- _Exercise_
Reproduce all of the records below word for word, leaving out the pictures.

- _Supplied data_
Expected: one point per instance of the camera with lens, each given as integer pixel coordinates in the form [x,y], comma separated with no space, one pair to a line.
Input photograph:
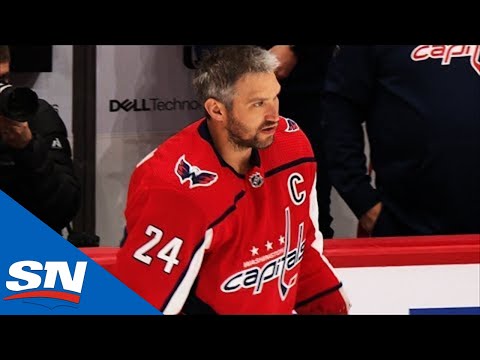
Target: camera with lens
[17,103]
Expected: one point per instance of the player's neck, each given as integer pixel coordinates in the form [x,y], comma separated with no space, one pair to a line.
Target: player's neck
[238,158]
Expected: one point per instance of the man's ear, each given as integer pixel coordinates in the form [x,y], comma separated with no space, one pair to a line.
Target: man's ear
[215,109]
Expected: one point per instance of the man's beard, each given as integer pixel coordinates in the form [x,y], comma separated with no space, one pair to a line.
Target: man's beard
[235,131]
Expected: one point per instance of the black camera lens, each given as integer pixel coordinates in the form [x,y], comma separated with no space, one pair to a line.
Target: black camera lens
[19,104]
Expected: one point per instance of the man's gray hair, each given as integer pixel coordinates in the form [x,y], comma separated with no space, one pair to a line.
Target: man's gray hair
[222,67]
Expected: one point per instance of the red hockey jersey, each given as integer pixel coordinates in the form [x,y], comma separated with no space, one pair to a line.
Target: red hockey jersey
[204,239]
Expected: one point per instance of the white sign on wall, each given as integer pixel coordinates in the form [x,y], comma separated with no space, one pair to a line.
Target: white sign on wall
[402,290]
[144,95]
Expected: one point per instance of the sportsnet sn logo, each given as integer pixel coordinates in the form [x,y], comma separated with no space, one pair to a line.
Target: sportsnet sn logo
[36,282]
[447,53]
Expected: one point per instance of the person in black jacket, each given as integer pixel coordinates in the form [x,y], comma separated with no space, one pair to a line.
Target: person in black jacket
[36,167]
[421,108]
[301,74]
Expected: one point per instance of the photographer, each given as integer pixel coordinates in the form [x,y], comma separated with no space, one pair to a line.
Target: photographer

- _Exercise output_
Expected: one point per instance of the camera with lens, each given as integer pixel coordinates in the form [x,y], comma separated with no space, one pair to a line.
Input photograph:
Target: camera with lens
[17,103]
Expected: one point per instance of the player's neck, each given as integer pixel coordinates in the form [x,y], comma separated with no space, one pair to a line.
Target: player's neck
[238,158]
Expected: one point per instance of the man's ear, each given as integer pixel coordinates in the form [x,y], comma separated with no space, one pair to a line.
Target: man's ear
[215,109]
Expected: one point per instance of the man's beard, each given as integer pixel coordinates in the form [x,y], comma separated with no space, one pair to a line.
Target: man's beard
[235,131]
Expected: one point per instance of the black camera lens, each given as integer pixel coordinates in the form [x,y], comma separated with no space, one pair to a line.
Target: black camera lens
[19,104]
Expected: one point per instance of the man's gray hair, each given as integer pixel coordinates in the form [x,y], comma separated with no space, one pair to a line.
Target: man's gray hair
[222,67]
Expected: one point per instance of the red hockey jersey, each given as integer pixel coordinates in the form [x,y], comma separated with no space, one pair to a line.
Target: red hockey jersey
[204,239]
Expected: one point per instance of the white sign on wall, each given as integer pixel coordinates in the form [x,y], comma separated with no space, one pair to a line.
Target: white sign on wall
[402,290]
[144,95]
Expected: one point per instance of the sportsnet sn logo, each given as integer pixel coordinates in the form [x,y], comma separated with no space, one pair to a line.
Target: sportsnet sn logo
[36,282]
[447,53]
Expected: one point per instance of the person in black jacket, each given as integer pixel coordinates in the form [x,y], comma separated with no space, one pair to a line.
Target: person in black jacket
[36,167]
[421,108]
[301,74]
Expected: one point per instance of the photographer, each given as integer pixel coordinates in the form [x,y], comma separated with no space, one pair to a line.
Target: photographer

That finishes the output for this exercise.